→ What is being asked
Below is a listing; write it out exactly and drop any images from it.

→ Records supplied
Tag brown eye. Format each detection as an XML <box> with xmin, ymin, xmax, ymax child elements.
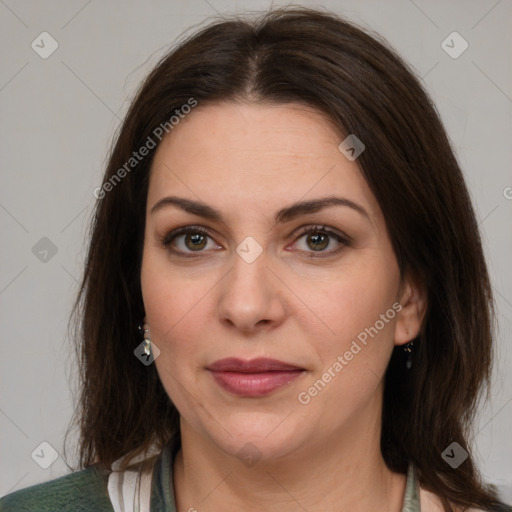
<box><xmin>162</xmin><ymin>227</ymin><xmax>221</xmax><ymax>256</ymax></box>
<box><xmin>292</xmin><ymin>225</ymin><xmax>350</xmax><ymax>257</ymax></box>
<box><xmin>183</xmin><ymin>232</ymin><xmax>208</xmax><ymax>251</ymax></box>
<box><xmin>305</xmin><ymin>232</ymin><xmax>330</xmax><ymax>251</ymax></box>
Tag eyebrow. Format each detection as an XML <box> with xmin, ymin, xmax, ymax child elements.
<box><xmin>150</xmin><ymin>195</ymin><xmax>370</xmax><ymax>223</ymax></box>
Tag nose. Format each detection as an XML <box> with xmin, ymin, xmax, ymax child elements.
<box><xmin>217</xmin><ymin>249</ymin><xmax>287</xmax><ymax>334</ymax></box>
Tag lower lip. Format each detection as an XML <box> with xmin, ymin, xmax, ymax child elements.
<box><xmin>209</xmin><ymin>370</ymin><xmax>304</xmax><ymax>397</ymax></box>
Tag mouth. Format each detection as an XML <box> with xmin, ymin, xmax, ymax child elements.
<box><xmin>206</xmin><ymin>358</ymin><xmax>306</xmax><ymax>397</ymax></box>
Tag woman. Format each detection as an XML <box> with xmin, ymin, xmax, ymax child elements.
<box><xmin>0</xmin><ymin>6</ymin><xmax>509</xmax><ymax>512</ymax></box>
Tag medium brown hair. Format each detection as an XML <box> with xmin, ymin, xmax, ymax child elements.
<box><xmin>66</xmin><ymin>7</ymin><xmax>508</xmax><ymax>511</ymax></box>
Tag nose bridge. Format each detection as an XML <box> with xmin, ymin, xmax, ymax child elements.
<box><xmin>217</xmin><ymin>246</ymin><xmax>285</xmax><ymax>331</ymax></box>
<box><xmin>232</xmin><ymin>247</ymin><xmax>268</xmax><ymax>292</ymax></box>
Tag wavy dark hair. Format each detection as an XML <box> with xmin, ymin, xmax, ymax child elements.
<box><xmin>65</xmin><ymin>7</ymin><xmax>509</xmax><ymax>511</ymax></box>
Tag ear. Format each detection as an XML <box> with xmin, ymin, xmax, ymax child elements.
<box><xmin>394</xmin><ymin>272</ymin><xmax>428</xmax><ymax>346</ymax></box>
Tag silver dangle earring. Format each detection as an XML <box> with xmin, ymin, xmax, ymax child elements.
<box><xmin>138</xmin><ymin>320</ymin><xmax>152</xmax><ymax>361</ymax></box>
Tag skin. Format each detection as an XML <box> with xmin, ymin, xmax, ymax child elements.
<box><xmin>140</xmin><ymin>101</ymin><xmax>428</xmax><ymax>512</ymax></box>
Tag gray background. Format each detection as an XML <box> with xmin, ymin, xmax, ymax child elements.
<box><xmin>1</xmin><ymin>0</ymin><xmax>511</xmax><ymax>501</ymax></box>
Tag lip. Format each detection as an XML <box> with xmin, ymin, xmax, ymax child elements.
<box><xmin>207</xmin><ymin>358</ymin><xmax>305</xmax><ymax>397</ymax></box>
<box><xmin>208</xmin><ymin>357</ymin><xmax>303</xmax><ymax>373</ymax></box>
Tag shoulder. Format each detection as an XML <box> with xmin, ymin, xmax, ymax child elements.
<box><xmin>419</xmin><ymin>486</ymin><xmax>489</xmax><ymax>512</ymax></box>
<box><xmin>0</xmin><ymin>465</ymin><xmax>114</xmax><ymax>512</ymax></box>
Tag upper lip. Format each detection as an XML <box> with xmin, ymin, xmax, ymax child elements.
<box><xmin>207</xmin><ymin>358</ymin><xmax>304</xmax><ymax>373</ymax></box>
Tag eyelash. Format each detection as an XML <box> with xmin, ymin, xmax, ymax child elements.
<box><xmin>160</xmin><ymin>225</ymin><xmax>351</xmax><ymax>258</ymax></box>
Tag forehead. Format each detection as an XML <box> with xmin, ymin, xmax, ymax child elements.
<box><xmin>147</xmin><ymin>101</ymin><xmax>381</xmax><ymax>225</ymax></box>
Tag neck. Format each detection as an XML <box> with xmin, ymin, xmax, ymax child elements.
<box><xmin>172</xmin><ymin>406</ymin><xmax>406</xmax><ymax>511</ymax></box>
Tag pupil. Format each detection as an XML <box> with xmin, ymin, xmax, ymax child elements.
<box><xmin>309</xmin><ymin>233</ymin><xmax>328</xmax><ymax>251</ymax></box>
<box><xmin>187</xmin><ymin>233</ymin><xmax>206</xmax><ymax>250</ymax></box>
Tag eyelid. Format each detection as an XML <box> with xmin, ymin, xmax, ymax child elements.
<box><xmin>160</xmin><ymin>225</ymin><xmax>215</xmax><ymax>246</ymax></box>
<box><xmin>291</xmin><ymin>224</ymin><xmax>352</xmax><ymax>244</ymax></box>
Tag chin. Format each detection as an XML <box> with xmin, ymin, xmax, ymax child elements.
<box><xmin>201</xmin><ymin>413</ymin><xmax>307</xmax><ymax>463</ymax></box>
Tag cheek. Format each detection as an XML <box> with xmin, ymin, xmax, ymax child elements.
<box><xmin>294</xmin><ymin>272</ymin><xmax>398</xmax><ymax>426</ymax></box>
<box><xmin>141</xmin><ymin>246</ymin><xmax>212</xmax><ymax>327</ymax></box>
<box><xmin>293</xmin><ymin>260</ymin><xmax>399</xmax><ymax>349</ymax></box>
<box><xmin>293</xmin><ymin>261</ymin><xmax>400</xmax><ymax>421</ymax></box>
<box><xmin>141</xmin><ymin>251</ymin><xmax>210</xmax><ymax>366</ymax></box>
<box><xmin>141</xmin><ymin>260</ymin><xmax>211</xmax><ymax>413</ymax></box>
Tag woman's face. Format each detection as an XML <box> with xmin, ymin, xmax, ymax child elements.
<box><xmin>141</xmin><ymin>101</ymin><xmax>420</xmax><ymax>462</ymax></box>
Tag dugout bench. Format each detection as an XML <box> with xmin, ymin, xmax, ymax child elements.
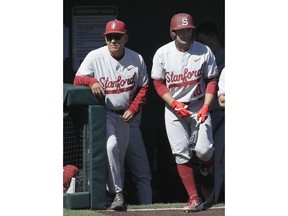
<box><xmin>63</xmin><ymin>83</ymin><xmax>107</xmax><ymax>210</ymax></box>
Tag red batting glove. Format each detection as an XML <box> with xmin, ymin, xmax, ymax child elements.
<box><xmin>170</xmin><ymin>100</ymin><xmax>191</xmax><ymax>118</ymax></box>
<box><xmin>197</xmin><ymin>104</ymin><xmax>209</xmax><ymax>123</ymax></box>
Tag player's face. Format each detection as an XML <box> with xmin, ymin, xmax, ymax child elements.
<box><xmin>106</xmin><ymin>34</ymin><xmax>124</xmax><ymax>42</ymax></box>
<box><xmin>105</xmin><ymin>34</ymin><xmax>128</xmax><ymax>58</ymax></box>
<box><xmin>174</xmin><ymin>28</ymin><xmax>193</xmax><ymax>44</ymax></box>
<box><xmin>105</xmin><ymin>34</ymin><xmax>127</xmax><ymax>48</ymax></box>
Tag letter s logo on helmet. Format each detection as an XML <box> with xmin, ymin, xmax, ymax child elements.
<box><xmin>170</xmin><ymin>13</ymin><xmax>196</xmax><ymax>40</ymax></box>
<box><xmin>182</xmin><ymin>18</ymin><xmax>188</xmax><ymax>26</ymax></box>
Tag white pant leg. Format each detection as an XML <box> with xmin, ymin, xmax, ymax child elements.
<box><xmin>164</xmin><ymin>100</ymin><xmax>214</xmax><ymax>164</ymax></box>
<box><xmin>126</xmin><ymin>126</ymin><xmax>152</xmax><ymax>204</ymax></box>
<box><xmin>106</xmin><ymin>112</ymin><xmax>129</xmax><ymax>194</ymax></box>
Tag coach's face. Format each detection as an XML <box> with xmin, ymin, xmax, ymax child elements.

→ Answer for the task
Tag brown eye. Format each detection as an XML <box> with xmin, ymin, xmax, ymax child elements.
<box><xmin>162</xmin><ymin>227</ymin><xmax>221</xmax><ymax>256</ymax></box>
<box><xmin>292</xmin><ymin>225</ymin><xmax>350</xmax><ymax>257</ymax></box>
<box><xmin>183</xmin><ymin>232</ymin><xmax>208</xmax><ymax>251</ymax></box>
<box><xmin>305</xmin><ymin>232</ymin><xmax>330</xmax><ymax>251</ymax></box>
Tag eyebrow. Format each detection as an XML <box> with xmin, ymin, xmax, ymax child elements.
<box><xmin>150</xmin><ymin>195</ymin><xmax>370</xmax><ymax>223</ymax></box>
Tag nose. Format each detection as an XML <box> with xmin, ymin, xmax, ymax child elements.
<box><xmin>217</xmin><ymin>249</ymin><xmax>287</xmax><ymax>334</ymax></box>
Tag lower lip. Format each detection as an XML <box> with xmin, ymin, xmax, ymax child elements.
<box><xmin>209</xmin><ymin>370</ymin><xmax>304</xmax><ymax>397</ymax></box>
Tag mouth. Format each detection as an XML <box> with xmin, ymin, xmax, ymax child elements.
<box><xmin>206</xmin><ymin>358</ymin><xmax>306</xmax><ymax>397</ymax></box>
Tag woman. Format each detection as an XML <box> with xmin, ymin, xmax, ymax child elements.
<box><xmin>0</xmin><ymin>6</ymin><xmax>509</xmax><ymax>512</ymax></box>
Tag medium brown hair. Format each detection as an XML <box> with xmin, ymin, xmax, ymax child elements.
<box><xmin>66</xmin><ymin>7</ymin><xmax>508</xmax><ymax>511</ymax></box>
Tag nose bridge. Format each detection as an XML <box> with xmin, ymin, xmax, ymax child elements.
<box><xmin>217</xmin><ymin>246</ymin><xmax>285</xmax><ymax>331</ymax></box>
<box><xmin>232</xmin><ymin>247</ymin><xmax>268</xmax><ymax>292</ymax></box>
Tag wavy dark hair. Format each detection as an XML <box> with xmin, ymin, xmax, ymax child elements.
<box><xmin>65</xmin><ymin>7</ymin><xmax>509</xmax><ymax>511</ymax></box>
Tag ear. Format each detection as an XML <box> with xmin, ymin, xmax, ymax child elements.
<box><xmin>394</xmin><ymin>272</ymin><xmax>428</xmax><ymax>346</ymax></box>
Tag silver dangle earring. Format each detection as an XML <box> with xmin, ymin, xmax, ymax child elements.
<box><xmin>138</xmin><ymin>320</ymin><xmax>152</xmax><ymax>361</ymax></box>
Tag skin. Format each detection as an XML <box> with xmin, ymin, xmax, ymax child elements.
<box><xmin>140</xmin><ymin>101</ymin><xmax>428</xmax><ymax>512</ymax></box>
Tag gray background. Format each detection as an XML <box> with xmin, ymin, xmax, ymax child elements.
<box><xmin>1</xmin><ymin>0</ymin><xmax>511</xmax><ymax>501</ymax></box>
Tag lip. Format each detection as an XML <box> with xmin, ymin, xmax, ymax child elements.
<box><xmin>207</xmin><ymin>358</ymin><xmax>305</xmax><ymax>397</ymax></box>
<box><xmin>208</xmin><ymin>357</ymin><xmax>303</xmax><ymax>373</ymax></box>
Tag shoulder. Format each detection as an XML <box> with xmin, ymin, xmax, ymax child elements.
<box><xmin>419</xmin><ymin>486</ymin><xmax>489</xmax><ymax>512</ymax></box>
<box><xmin>0</xmin><ymin>465</ymin><xmax>114</xmax><ymax>512</ymax></box>
Tag upper lip. Format each detection as an XML <box> with xmin, ymin, xmax, ymax child elements.
<box><xmin>207</xmin><ymin>358</ymin><xmax>304</xmax><ymax>373</ymax></box>
Tag eyelash. Format each detection as an XML <box> with xmin, ymin, xmax, ymax child elements.
<box><xmin>160</xmin><ymin>225</ymin><xmax>351</xmax><ymax>258</ymax></box>
Tag forehead. Format each detection as an XML <box> with xmin, ymin, xmax, ymax child elements.
<box><xmin>147</xmin><ymin>101</ymin><xmax>381</xmax><ymax>225</ymax></box>
Tag neck. Format each detection as an XML <box> with xmin, ymin, xmax, ymax child elements.
<box><xmin>172</xmin><ymin>406</ymin><xmax>406</xmax><ymax>511</ymax></box>
Tag pupil. Format each detection as an XML <box> with xmin, ymin, xmax, ymax child elements.
<box><xmin>309</xmin><ymin>233</ymin><xmax>328</xmax><ymax>251</ymax></box>
<box><xmin>187</xmin><ymin>233</ymin><xmax>206</xmax><ymax>250</ymax></box>
Tag eyelid. Format each detection as an XML <box> with xmin, ymin, xmax, ymax child elements.
<box><xmin>160</xmin><ymin>225</ymin><xmax>215</xmax><ymax>246</ymax></box>
<box><xmin>291</xmin><ymin>224</ymin><xmax>352</xmax><ymax>244</ymax></box>
Tag chin. Format each detection as an XML <box> with xmin, ymin, xmax, ymax child elements.
<box><xmin>201</xmin><ymin>413</ymin><xmax>307</xmax><ymax>463</ymax></box>
Tag cheek. Format each detection as an XML <box> with xmin, ymin, xmax, ymax child elements.
<box><xmin>294</xmin><ymin>272</ymin><xmax>398</xmax><ymax>426</ymax></box>
<box><xmin>141</xmin><ymin>246</ymin><xmax>212</xmax><ymax>327</ymax></box>
<box><xmin>293</xmin><ymin>260</ymin><xmax>399</xmax><ymax>349</ymax></box>
<box><xmin>293</xmin><ymin>261</ymin><xmax>400</xmax><ymax>421</ymax></box>
<box><xmin>141</xmin><ymin>251</ymin><xmax>210</xmax><ymax>366</ymax></box>
<box><xmin>141</xmin><ymin>260</ymin><xmax>211</xmax><ymax>413</ymax></box>
Tag woman's face. Format each detection as an XML <box> with xmin, ymin, xmax, ymax child elements.
<box><xmin>141</xmin><ymin>101</ymin><xmax>420</xmax><ymax>462</ymax></box>
Tag dugout bench. Format each detection as an XML <box> with xmin, ymin, xmax, ymax child elements.
<box><xmin>63</xmin><ymin>83</ymin><xmax>107</xmax><ymax>210</ymax></box>
Tag red batting glove. Format each detection as an XML <box> with xmin, ymin, xmax, ymax child elements.
<box><xmin>170</xmin><ymin>100</ymin><xmax>191</xmax><ymax>118</ymax></box>
<box><xmin>197</xmin><ymin>104</ymin><xmax>209</xmax><ymax>123</ymax></box>
Tag player's face. Format each detection as an XML <box> with xmin, ymin, xmax, ymax child elements.
<box><xmin>106</xmin><ymin>34</ymin><xmax>124</xmax><ymax>42</ymax></box>
<box><xmin>105</xmin><ymin>34</ymin><xmax>128</xmax><ymax>58</ymax></box>
<box><xmin>174</xmin><ymin>28</ymin><xmax>193</xmax><ymax>44</ymax></box>
<box><xmin>105</xmin><ymin>34</ymin><xmax>127</xmax><ymax>48</ymax></box>
Tag letter s logo on helmet. Format each detection as an XML <box> with xmin, ymin, xmax, ymax child elements.
<box><xmin>170</xmin><ymin>13</ymin><xmax>196</xmax><ymax>40</ymax></box>
<box><xmin>182</xmin><ymin>18</ymin><xmax>188</xmax><ymax>26</ymax></box>
Tag white pant leg. Format each detection as an XML <box> with xmin, ymin, xmax, ymax child elements.
<box><xmin>164</xmin><ymin>100</ymin><xmax>214</xmax><ymax>164</ymax></box>
<box><xmin>126</xmin><ymin>126</ymin><xmax>152</xmax><ymax>204</ymax></box>
<box><xmin>106</xmin><ymin>112</ymin><xmax>129</xmax><ymax>194</ymax></box>
Tag coach's face. Format each detection as an XML <box> with xmin, ymin, xmax, ymax child elements.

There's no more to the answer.